Corbus Pharmaceuticals is a biotechnology company that tries to turn lab-made drug candidates into real medicines for serious diseases, especially cancer. It does not sell a broad portfolio of approved drugs; instead, it spends most of its effort on preclinical work and clinical trials to test whether its compounds are safe and effective enough to become treatments.
Because it is still a development-stage drug maker, Corbus usually does not rely on prescription drug sales for revenue. Its money typically comes from financing activities such as issuing stock, and it may also use research partnerships, licensing deals, or similar arrangements to support development. If one of its candidates reaches approval, the business can later earn money from product sales or royalties.
What makes Corbus different is that it sits at the risky, early part of the pharmaceutical value chain. It is more like a research engine than a drug factory: it identifies promising biological targets, advances candidates through testing, and often needs bigger drug companies or healthcare partners to carry a medicine through the expensive final stages and into the market.
Cash Position: Corbus reported a record cash position of approximately $127 million, expected to fund operations into early 2024.
Dermatomyositis Progress: The Phase 3 DETERMINE study for lenabasum in dermatomyositis is on schedule, with topline results expected in Q2 2021.
Pipeline Development: Internal CB1 inverse agonist and CB2 agonist programs are advancing, with Phase 1 trials targeted for 2022.
Open-Label Extension: Around 90% of eligible subjects have enrolled in the open-label extension for the dermatomyositis study, with an 8% discontinuation rate.
SSC Program Decisions: Next steps in systemic sclerosis depend on data from ongoing studies and potential FDA openness to post-hoc analysis, inspired by recent Actemra approval.

▶ _RECORD EXTRACTS_:
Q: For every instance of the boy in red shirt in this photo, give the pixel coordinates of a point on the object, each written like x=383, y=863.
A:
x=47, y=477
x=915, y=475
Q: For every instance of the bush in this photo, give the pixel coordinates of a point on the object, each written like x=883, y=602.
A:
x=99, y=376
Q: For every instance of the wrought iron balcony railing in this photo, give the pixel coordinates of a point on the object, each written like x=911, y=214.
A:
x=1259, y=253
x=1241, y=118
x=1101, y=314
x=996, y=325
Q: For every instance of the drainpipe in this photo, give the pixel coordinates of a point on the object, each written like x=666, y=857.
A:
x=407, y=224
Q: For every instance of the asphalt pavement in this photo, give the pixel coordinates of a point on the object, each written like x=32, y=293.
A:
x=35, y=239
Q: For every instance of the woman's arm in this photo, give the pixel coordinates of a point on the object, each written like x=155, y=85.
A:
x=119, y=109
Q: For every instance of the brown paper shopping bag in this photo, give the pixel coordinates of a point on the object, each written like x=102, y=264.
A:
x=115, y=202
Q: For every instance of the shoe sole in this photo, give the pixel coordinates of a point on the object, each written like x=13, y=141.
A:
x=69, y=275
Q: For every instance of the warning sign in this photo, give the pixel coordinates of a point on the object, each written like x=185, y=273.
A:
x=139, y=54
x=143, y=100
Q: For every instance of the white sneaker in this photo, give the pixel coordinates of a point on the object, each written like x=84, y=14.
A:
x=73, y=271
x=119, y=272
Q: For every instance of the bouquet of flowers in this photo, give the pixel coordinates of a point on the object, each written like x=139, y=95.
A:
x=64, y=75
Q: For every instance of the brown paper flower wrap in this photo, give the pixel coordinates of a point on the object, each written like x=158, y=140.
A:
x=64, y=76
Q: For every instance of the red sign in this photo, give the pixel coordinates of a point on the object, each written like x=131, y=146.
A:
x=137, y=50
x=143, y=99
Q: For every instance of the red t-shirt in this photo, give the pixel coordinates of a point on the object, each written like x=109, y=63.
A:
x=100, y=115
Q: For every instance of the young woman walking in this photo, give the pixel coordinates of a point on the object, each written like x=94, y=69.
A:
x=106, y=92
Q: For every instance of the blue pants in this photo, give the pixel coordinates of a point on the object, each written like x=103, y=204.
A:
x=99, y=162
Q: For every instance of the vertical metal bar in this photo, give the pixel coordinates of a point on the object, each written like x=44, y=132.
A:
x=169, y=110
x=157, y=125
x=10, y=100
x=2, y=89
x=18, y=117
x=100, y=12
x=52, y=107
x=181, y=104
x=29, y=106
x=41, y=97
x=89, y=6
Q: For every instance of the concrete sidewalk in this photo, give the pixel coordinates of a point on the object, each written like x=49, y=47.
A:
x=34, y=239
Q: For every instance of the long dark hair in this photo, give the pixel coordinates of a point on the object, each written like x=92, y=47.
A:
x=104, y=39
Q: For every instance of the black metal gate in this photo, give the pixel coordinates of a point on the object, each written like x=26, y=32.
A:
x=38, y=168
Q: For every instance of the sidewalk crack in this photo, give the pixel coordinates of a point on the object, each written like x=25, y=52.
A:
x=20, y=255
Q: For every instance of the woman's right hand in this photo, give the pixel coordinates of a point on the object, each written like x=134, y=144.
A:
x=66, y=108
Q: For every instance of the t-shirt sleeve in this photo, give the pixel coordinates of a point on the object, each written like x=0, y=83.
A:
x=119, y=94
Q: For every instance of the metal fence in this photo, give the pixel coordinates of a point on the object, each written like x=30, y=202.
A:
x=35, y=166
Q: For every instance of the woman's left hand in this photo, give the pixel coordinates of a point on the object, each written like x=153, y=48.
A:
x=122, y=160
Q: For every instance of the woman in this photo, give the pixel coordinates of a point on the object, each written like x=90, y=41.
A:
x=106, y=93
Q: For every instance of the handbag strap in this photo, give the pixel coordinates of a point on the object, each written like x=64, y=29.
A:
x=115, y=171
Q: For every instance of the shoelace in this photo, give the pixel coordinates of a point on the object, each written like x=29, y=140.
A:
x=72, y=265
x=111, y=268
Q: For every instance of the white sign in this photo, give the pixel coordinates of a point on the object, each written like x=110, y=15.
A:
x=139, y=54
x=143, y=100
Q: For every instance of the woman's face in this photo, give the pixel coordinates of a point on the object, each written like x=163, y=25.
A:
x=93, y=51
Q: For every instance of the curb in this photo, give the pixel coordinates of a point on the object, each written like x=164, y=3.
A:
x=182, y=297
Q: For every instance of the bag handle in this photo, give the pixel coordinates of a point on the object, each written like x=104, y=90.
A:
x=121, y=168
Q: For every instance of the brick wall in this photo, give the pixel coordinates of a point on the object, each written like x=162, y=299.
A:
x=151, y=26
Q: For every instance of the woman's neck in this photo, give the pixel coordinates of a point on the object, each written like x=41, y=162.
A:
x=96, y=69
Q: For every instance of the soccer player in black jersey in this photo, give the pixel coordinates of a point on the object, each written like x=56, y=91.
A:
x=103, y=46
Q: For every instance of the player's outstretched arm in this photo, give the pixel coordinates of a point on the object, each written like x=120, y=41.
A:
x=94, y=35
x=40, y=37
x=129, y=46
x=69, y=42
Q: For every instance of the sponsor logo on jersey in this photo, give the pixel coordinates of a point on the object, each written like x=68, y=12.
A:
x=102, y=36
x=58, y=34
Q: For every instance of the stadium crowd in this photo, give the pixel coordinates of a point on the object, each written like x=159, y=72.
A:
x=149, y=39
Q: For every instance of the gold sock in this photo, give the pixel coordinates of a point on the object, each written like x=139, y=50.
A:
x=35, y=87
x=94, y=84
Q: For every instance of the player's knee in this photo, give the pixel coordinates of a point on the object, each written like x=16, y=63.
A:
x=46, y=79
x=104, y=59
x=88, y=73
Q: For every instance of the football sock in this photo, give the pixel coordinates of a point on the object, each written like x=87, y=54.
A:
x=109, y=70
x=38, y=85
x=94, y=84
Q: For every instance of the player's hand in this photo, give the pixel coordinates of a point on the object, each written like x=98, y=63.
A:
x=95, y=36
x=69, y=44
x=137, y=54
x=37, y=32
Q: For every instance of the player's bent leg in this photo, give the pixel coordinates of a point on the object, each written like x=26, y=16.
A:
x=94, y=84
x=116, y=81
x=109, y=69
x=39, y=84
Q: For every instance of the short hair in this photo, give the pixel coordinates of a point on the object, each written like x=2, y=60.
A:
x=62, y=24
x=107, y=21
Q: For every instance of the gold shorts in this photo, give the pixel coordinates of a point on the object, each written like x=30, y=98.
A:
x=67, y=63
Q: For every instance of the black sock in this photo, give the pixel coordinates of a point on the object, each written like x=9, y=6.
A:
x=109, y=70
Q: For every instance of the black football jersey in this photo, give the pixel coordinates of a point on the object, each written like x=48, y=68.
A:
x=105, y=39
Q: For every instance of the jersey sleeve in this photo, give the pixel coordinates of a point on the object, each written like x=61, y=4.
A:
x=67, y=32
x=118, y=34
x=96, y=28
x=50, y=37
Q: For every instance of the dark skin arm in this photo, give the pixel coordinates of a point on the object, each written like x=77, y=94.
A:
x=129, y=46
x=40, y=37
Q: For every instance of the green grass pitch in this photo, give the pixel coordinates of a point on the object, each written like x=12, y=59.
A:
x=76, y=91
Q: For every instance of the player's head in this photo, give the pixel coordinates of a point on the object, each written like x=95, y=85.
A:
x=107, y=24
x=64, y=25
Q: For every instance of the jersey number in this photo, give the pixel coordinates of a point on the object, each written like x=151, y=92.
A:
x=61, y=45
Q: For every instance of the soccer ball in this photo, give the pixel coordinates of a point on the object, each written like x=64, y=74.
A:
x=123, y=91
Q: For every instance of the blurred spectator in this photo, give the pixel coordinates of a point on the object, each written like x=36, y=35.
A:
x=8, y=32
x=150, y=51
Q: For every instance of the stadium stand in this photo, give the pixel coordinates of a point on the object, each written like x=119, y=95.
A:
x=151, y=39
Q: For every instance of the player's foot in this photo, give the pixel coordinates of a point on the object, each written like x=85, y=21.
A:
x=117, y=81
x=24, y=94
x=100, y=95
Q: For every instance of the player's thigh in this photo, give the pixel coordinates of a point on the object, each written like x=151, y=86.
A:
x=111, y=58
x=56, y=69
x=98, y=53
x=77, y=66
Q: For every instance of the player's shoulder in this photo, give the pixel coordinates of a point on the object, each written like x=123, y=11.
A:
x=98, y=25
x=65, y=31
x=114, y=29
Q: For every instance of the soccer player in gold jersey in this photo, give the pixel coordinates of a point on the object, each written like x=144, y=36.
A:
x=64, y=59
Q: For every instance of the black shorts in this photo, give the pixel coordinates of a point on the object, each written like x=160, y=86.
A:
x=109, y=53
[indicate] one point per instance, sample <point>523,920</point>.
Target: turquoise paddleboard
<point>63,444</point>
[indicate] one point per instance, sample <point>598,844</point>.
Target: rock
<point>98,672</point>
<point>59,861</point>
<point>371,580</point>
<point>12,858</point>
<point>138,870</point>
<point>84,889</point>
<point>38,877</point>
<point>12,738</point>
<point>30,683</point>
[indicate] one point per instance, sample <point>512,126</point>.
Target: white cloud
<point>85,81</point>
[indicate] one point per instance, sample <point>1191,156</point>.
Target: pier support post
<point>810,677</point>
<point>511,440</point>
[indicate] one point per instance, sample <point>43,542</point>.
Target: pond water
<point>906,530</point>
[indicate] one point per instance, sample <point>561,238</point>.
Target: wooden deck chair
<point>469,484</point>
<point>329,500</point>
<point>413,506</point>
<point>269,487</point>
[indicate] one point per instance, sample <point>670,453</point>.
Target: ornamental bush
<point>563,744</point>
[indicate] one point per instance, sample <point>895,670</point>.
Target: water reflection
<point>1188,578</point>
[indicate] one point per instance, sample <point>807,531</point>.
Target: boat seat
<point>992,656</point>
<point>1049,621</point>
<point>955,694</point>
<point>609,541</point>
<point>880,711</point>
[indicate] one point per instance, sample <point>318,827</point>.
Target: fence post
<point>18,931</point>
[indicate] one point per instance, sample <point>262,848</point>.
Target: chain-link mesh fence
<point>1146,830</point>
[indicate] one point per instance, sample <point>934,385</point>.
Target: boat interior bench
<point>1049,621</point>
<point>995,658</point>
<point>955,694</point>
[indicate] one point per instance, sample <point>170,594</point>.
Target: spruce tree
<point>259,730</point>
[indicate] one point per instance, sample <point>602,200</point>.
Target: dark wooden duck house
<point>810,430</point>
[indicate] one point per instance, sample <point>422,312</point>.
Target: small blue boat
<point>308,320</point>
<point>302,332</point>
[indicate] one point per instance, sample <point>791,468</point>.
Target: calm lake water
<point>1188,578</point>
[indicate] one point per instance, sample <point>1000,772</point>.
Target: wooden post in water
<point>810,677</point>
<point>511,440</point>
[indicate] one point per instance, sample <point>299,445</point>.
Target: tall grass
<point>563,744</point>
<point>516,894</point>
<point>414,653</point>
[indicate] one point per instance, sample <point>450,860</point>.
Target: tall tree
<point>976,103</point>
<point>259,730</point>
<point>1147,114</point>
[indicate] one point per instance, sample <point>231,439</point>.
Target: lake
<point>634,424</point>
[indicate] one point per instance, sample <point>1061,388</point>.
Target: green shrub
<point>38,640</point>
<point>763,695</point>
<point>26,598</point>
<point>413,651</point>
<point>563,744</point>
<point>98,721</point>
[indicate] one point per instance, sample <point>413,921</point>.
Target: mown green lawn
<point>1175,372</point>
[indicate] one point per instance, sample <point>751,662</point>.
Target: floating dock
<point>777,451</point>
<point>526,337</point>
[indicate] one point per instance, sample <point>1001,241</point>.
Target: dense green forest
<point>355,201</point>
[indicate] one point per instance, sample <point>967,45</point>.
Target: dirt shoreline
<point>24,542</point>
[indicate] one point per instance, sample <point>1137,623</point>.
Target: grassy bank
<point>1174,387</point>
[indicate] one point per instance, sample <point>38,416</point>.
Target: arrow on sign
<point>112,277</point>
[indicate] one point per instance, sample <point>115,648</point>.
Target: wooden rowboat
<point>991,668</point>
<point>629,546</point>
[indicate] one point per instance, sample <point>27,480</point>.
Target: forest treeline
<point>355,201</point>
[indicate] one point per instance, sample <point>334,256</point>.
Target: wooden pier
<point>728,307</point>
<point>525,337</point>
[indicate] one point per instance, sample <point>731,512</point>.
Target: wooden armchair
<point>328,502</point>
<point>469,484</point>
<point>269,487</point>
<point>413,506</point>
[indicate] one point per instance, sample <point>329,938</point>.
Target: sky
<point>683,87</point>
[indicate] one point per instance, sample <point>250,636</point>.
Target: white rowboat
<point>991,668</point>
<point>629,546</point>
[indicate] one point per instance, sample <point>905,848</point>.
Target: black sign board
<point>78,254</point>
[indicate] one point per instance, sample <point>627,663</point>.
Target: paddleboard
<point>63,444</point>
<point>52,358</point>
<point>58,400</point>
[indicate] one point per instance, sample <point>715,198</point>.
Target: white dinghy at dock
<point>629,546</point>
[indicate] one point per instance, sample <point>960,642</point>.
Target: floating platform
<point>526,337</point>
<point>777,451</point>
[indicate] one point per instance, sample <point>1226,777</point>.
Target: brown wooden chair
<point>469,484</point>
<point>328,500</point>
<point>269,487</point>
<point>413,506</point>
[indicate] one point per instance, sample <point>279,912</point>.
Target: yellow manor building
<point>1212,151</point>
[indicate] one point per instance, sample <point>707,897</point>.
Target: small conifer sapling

▶ _ACTION ITEM 1_: List the topic labels that open the update lines in the Corbus Pharmaceuticals text, such as the one ending in a colon before "Corbus reported a record cash position."
▶ _ACTION ITEM 2_: Reproduce word for word the part of the Corbus Pharmaceuticals text starting at "Dermatomyositis Progress: The" and ending at "recent Actemra approval.".

▶ _EXERCISE SOLUTION 1_:
Cash Position
Dermatomyositis Progress
Pipeline Development
Open-Label Extension
SSC Program Decisions

▶ _EXERCISE SOLUTION 2_:
Dermatomyositis Progress: The Phase 3 DETERMINE study for lenabasum in dermatomyositis is on schedule, with topline results expected in Q2 2021.
Pipeline Development: Internal CB1 inverse agonist and CB2 agonist programs are advancing, with Phase 1 trials targeted for 2022.
Open-Label Extension: Around 90% of eligible subjects have enrolled in the open-label extension for the dermatomyositis study, with an 8% discontinuation rate.
SSC Program Decisions: Next steps in systemic sclerosis depend on data from ongoing studies and potential FDA openness to post-hoc analysis, inspired by recent Actemra approval.